Exercise brief =>
In full and unchanged, set down the entries that follow, with no images.

Dataset entries =>
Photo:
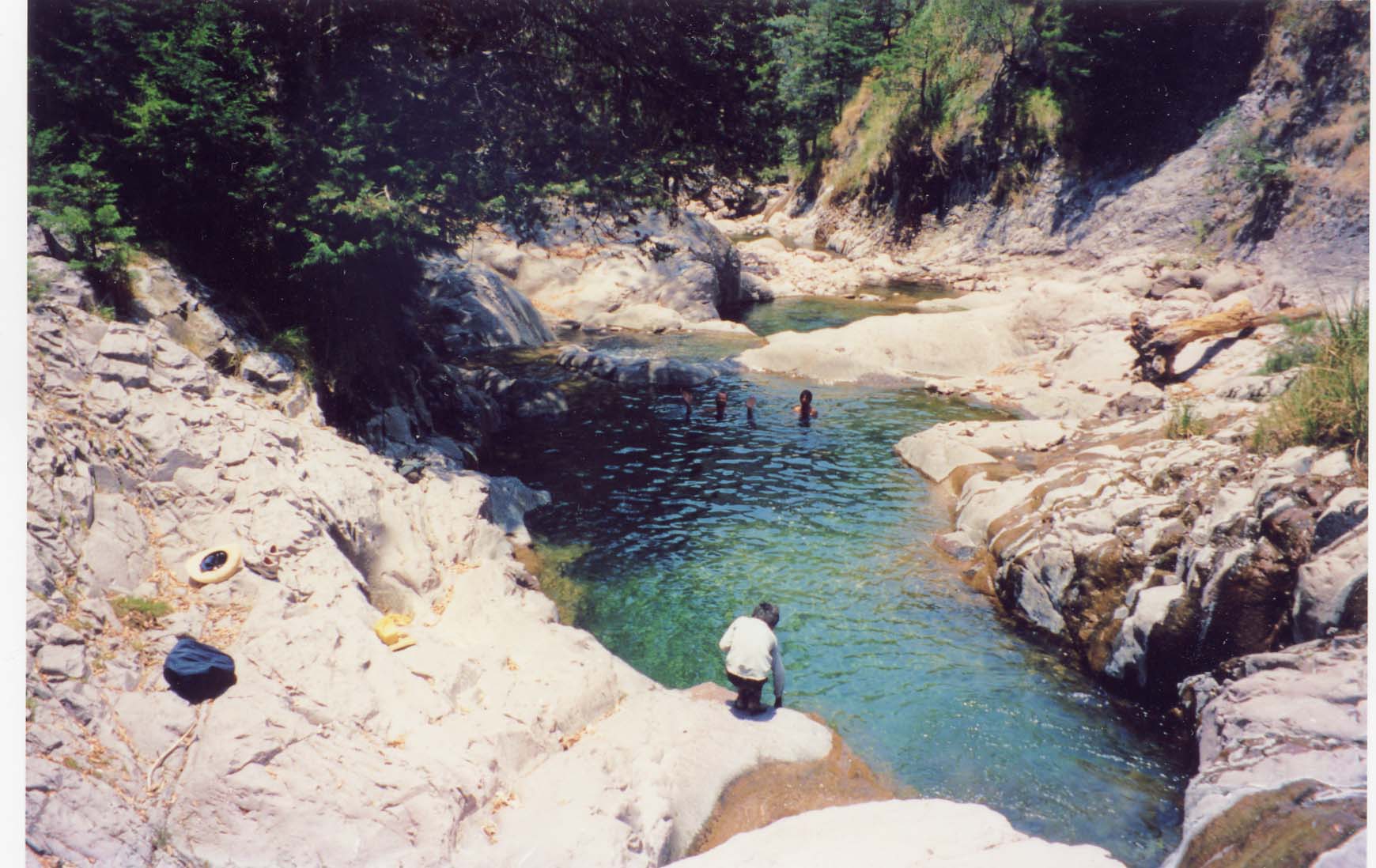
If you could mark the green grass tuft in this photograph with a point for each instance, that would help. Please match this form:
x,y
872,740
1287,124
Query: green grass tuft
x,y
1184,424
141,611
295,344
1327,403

Exercise solution =>
Photo:
If you could mark the green grass tuft in this photograph with a point for each instance, that would help. Please match this form:
x,y
872,740
1287,124
Query: green grass tuft
x,y
1184,424
141,611
295,344
1327,403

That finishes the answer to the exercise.